Every line below must be reproduced exactly. Copy them all.

►

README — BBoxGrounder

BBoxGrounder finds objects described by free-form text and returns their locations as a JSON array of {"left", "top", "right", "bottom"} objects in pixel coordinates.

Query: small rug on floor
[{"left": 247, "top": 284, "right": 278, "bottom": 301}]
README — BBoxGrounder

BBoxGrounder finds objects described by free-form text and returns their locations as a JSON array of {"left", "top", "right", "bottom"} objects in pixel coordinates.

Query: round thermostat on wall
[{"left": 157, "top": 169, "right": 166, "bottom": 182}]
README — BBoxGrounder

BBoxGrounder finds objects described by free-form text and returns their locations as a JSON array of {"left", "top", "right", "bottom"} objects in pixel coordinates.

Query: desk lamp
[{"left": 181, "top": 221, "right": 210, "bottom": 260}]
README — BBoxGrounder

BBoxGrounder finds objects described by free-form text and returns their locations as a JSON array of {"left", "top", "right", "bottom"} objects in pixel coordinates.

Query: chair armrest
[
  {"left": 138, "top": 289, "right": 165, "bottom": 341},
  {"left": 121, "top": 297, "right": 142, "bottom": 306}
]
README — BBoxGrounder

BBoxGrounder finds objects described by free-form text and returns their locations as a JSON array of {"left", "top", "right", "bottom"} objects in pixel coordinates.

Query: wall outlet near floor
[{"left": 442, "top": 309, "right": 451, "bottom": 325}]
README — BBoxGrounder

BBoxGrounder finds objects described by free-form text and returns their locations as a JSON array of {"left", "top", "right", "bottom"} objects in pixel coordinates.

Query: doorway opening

◄

Result of this task:
README — BBoxGrounder

BBoxGrounder finds objects described by free-form text and returns their locations as a JSON array of {"left", "top", "right", "bottom"} objects in pixel coordinates.

Query: small rug on floor
[{"left": 247, "top": 284, "right": 278, "bottom": 301}]
README — BBoxGrounder

BBoxGrounder finds objects described by free-form text and returns their locations as a JSON array of {"left", "top", "right", "bottom"} objects in pixel coordinates.

Query: round thermostat on wall
[{"left": 157, "top": 169, "right": 166, "bottom": 182}]
README — BBoxGrounder

BBoxGrounder finds objects described by free-form text and returns their locations as a JSON array of {"left", "top", "right", "bottom"} objects in pixel coordinates.

Query: desk lamp
[{"left": 181, "top": 221, "right": 210, "bottom": 260}]
README — BBoxGrounder

BBoxGrounder finds objects described by free-form text and returns their locations as a JSON array of {"left", "top", "right", "bottom"} objects in pixel coordinates.

Query: chair armrest
[
  {"left": 138, "top": 289, "right": 165, "bottom": 341},
  {"left": 121, "top": 297, "right": 142, "bottom": 306}
]
README — BBoxGrounder

BBoxGrounder finds objects described by free-form text and returns their locations as a JSON array of {"left", "top", "right", "bottom"} objects in pixel coordinates.

Query: wall outlet near floor
[{"left": 442, "top": 309, "right": 451, "bottom": 325}]
README — BBoxGrounder

BBoxGrounder finds objects described by free-form text and returns their locations as a JSON array of {"left", "top", "right", "bottom"} objects in pixel coordinates.

Query: doorway opening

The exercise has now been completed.